Outline items for labeled areas
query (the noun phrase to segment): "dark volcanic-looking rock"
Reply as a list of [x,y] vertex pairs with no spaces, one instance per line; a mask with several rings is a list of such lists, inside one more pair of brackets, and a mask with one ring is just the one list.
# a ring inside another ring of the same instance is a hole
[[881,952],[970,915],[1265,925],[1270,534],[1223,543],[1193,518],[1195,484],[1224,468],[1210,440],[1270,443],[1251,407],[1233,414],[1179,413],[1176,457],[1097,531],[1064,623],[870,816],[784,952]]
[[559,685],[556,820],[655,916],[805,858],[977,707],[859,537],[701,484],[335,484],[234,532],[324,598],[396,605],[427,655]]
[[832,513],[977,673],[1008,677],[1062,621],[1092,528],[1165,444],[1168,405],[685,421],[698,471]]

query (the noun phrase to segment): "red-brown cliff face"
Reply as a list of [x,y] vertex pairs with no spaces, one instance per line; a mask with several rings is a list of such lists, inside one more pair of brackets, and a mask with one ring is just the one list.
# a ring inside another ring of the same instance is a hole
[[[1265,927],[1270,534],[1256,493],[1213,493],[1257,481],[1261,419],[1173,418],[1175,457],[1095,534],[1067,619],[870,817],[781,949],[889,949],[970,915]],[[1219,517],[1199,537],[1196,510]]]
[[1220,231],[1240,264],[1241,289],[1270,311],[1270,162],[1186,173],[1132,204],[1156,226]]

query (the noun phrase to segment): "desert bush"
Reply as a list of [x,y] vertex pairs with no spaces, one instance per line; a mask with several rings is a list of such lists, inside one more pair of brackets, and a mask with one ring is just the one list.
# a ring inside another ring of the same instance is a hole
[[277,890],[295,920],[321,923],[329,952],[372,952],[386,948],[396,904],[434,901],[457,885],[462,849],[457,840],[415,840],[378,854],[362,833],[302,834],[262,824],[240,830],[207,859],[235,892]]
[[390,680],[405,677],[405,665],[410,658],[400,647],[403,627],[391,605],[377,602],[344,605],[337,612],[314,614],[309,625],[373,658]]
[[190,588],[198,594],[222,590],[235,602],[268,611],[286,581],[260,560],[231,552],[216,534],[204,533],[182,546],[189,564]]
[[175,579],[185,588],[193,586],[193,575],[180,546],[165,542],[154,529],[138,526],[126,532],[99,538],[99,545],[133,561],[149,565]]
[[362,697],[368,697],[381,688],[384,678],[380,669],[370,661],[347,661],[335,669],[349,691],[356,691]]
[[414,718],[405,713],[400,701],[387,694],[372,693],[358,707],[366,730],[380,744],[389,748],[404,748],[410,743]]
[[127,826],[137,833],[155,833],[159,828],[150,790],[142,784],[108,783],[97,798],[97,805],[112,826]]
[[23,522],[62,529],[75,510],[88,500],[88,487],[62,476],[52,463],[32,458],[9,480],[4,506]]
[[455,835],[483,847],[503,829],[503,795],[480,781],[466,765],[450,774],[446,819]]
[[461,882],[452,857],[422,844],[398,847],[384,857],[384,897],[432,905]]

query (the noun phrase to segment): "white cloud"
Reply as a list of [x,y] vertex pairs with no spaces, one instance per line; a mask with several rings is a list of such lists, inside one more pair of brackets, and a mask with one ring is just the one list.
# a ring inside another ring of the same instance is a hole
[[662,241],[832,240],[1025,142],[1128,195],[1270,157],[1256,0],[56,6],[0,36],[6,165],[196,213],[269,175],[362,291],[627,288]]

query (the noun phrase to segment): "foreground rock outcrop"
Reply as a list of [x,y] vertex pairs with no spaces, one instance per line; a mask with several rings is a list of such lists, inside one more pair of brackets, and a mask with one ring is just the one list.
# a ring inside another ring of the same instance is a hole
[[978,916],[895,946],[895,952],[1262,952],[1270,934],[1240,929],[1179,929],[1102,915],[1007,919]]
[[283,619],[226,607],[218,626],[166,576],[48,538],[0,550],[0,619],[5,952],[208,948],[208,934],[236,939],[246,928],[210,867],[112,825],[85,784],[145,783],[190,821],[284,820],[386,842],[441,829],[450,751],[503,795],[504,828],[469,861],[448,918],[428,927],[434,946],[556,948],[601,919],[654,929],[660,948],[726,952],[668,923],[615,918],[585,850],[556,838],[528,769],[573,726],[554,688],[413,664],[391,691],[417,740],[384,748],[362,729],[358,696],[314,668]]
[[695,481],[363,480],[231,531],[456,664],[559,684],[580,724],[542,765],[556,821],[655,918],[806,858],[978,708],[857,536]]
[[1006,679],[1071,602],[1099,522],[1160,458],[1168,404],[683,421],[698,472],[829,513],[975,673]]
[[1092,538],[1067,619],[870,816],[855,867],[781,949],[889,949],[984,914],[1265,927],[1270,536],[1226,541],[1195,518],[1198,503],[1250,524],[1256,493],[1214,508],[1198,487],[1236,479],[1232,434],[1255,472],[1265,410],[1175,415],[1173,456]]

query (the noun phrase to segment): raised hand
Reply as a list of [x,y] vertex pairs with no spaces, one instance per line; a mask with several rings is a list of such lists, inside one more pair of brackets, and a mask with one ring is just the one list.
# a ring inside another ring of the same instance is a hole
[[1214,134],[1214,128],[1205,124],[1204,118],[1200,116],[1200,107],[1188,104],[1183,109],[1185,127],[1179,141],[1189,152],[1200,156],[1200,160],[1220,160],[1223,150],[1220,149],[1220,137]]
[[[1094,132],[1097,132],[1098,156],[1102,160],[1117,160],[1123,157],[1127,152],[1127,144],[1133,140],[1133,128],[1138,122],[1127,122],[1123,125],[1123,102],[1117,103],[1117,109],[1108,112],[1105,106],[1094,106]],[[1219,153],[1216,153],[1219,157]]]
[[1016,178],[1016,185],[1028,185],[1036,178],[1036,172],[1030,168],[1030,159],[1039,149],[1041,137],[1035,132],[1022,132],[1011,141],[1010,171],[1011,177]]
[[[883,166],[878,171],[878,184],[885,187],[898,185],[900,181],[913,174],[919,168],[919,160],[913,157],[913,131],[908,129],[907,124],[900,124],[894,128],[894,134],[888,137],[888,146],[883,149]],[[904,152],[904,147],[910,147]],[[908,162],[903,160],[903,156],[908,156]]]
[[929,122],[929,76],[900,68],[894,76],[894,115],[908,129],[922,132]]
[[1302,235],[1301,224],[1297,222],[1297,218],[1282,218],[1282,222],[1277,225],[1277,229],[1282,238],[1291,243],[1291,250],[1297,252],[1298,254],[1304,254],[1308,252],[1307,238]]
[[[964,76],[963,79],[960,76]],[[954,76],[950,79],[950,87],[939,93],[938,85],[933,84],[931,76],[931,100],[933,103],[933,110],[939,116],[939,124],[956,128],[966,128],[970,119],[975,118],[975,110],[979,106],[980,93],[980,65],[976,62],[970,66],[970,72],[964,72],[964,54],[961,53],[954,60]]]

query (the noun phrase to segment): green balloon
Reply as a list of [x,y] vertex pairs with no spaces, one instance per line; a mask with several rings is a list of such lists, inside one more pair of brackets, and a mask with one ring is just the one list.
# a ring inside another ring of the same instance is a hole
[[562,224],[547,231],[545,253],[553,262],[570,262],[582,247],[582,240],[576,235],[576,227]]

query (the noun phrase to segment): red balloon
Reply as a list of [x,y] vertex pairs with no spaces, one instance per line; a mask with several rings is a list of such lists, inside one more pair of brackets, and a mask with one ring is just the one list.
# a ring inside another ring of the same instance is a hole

## Exercise aim
Put every line of the entries above into a numbered list, leaving out the blank lines.

## Task response
1. query (the noun phrase to segment): "dark volcanic-looking rock"
2. Reply as a list of [x,y] vertex pairs with no spaces, one instance per line; a mask with several rings is a list of such lists, inside one more pair of brackets, and a mask with one ring is just the one list.
3. # a ring inside another ring of the same instance is a hole
4. [[881,952],[970,915],[1265,925],[1270,534],[1223,543],[1193,518],[1195,484],[1224,468],[1210,440],[1270,443],[1251,407],[1233,414],[1179,413],[1176,457],[1097,531],[1064,623],[870,816],[784,952]]
5. [[559,685],[556,820],[655,916],[805,858],[977,707],[859,537],[701,484],[335,484],[234,532],[324,598],[396,605],[427,655]]
6. [[832,513],[977,673],[1008,677],[1062,621],[1092,528],[1165,444],[1168,405],[685,421],[698,471]]
7. query (the noun phrase to segment): "red-brown cliff face"
8. Reply as a list of [x,y] vertex pairs with no spaces, one instance per line; a mask with several rings is a list of such lists, inside one more pair of brackets, and a mask with one ring is just the one list.
9. # a ring inside another ring of the same instance is a hole
10. [[[1265,927],[1270,534],[1256,493],[1213,493],[1257,481],[1261,419],[1173,418],[1175,457],[1095,534],[1067,619],[870,817],[781,949],[889,949],[970,915]],[[1219,517],[1199,537],[1196,510]]]
11. [[1220,231],[1240,264],[1241,289],[1270,311],[1270,162],[1186,173],[1132,204],[1156,226]]
12. query (the noun phrase to segment): "desert bush"
13. Reply as a list of [x,y] vertex pairs with no spaces, one instance per line; a mask with several rings is a list of such lists, inside one more pair of brackets, and a mask with one ring is just the one list.
14. # a ring inside another ring of the same instance is a hole
15. [[277,890],[295,920],[321,923],[329,952],[372,952],[386,948],[396,904],[434,901],[457,885],[462,849],[457,840],[415,840],[378,854],[362,833],[302,834],[262,824],[240,830],[207,859],[235,892]]
16. [[390,680],[405,677],[405,665],[410,658],[400,647],[403,627],[391,605],[377,602],[344,605],[337,612],[314,614],[309,625],[373,658]]
17. [[190,588],[198,594],[222,590],[235,602],[268,611],[286,581],[260,560],[231,552],[216,534],[204,533],[182,546],[189,564]]
18. [[175,579],[185,588],[193,586],[193,575],[180,546],[165,542],[154,529],[138,526],[126,532],[99,538],[99,545],[133,561],[149,565]]
19. [[362,697],[368,697],[381,688],[384,678],[380,669],[370,661],[347,661],[335,669],[349,691],[356,691]]
20. [[414,718],[405,713],[400,701],[387,694],[372,693],[358,707],[366,730],[380,744],[389,748],[404,748],[410,743]]
21. [[127,826],[137,833],[155,833],[159,828],[150,790],[142,784],[108,783],[97,798],[97,805],[112,826]]
22. [[23,522],[62,529],[75,510],[88,500],[88,487],[62,476],[52,463],[32,458],[9,480],[4,506]]
23. [[455,835],[483,847],[503,829],[503,795],[480,781],[466,765],[450,774],[446,819]]
24. [[461,882],[452,857],[422,844],[398,847],[384,857],[384,897],[432,905]]
25. query (the noun phrase to segment): "white cloud"
26. Reply as a list of [x,y] vertex pairs with no spaces, one instance per line; a mask with several rings is a list of such lists, inside one more pair of brackets, and a mask with one ring is just the one list.
27. # a ring inside another ring of the same instance is a hole
28. [[662,241],[832,240],[1025,142],[1128,195],[1270,157],[1256,0],[56,6],[0,36],[6,165],[196,213],[269,175],[362,291],[627,288]]
29. query (the noun phrase to segment): "foreground rock outcrop"
30. Reply as a list of [x,y] vertex pairs with no spaces, one instance per line; a mask with several rings is a list of such lists, inside one more pair of brackets, and a mask with one ring is just the one list.
31. # a ring inside another ring of the same instance is a hole
32. [[978,916],[895,946],[895,952],[1262,952],[1270,934],[1240,929],[1179,929],[1102,915],[1007,919]]
33. [[283,619],[226,607],[218,626],[166,576],[48,538],[0,550],[0,619],[5,952],[208,948],[208,934],[236,939],[246,928],[210,867],[112,825],[85,784],[145,783],[190,821],[284,820],[386,842],[441,829],[450,751],[503,795],[504,828],[469,861],[448,918],[428,927],[434,946],[556,948],[601,919],[654,929],[660,948],[726,952],[668,923],[615,918],[585,850],[556,838],[528,769],[573,726],[554,688],[413,664],[391,691],[417,740],[384,748],[362,729],[358,696],[314,668]]
34. [[695,481],[363,480],[231,531],[456,664],[559,684],[580,724],[542,765],[556,821],[655,918],[806,858],[978,708],[857,536]]
35. [[1006,679],[1071,602],[1099,522],[1160,458],[1168,404],[683,421],[698,472],[829,513],[975,673]]
36. [[1092,538],[1067,619],[870,816],[855,867],[781,949],[889,949],[984,914],[1265,927],[1270,536],[1226,541],[1195,518],[1198,503],[1250,524],[1256,493],[1214,508],[1198,487],[1236,479],[1232,434],[1255,472],[1265,410],[1175,415],[1173,456]]
37. query (the noun phrase to segment): raised hand
38. Reply as a list of [x,y] vertex pairs with no spaces, one instance per line; a mask with several rings is a list of such lists, inside one more pair of brackets, and a mask with one ring is just the one list.
39. # a ring inside another ring of the same instance is a hole
40. [[1214,134],[1214,128],[1205,124],[1204,118],[1200,116],[1200,107],[1188,104],[1183,109],[1185,127],[1179,141],[1189,152],[1200,156],[1200,160],[1220,160],[1223,150],[1220,149],[1220,137]]
41. [[[1094,132],[1097,132],[1098,156],[1102,160],[1117,160],[1123,157],[1127,152],[1127,144],[1133,140],[1133,128],[1138,122],[1127,122],[1123,125],[1123,102],[1117,103],[1117,109],[1108,112],[1105,106],[1094,106]],[[1219,153],[1216,153],[1219,157]]]
42. [[1016,178],[1016,185],[1028,185],[1036,178],[1036,172],[1030,168],[1030,159],[1039,149],[1041,137],[1035,132],[1022,132],[1011,141],[1010,171],[1011,177]]
43. [[[883,166],[878,171],[878,184],[885,187],[898,185],[900,181],[913,174],[919,168],[919,160],[913,157],[913,131],[908,129],[907,124],[900,124],[894,128],[894,134],[888,137],[888,146],[883,149]],[[904,152],[904,147],[910,147]],[[908,162],[903,160],[903,156],[908,156]]]
44. [[929,122],[929,76],[900,68],[894,76],[894,115],[908,129],[922,132]]
45. [[1302,235],[1301,224],[1297,222],[1297,218],[1282,218],[1282,222],[1277,225],[1277,229],[1282,238],[1291,243],[1291,250],[1297,252],[1298,254],[1304,254],[1308,252],[1307,238]]
46. [[[964,76],[963,79],[960,76]],[[954,76],[950,79],[950,87],[939,93],[938,85],[933,84],[931,76],[931,100],[933,103],[933,110],[939,116],[939,124],[956,128],[966,128],[970,119],[975,118],[975,110],[979,106],[980,93],[980,65],[976,62],[970,66],[970,72],[964,72],[964,54],[961,53],[954,60]]]
47. query (the noun phrase to segment): green balloon
48. Reply as a list of [x,y] vertex pairs with no spaces, one instance per line; a mask with several rings is a list of such lists, inside one more pair of brackets, and a mask with one ring is just the one list.
49. # a ring inside another ring of the same instance is a hole
50. [[562,224],[547,231],[545,253],[553,262],[570,262],[582,247],[582,240],[576,235],[576,227]]
51. query (the noun phrase to segment): red balloon
52. Reply as a list of [x,y] vertex pairs with no spaces, one instance per line; a mask with several rings is a list of such lists, inside one more pair of brackets, and a mask with one ring is just the one list.
53. # a ring inside another ring of the same instance is a hole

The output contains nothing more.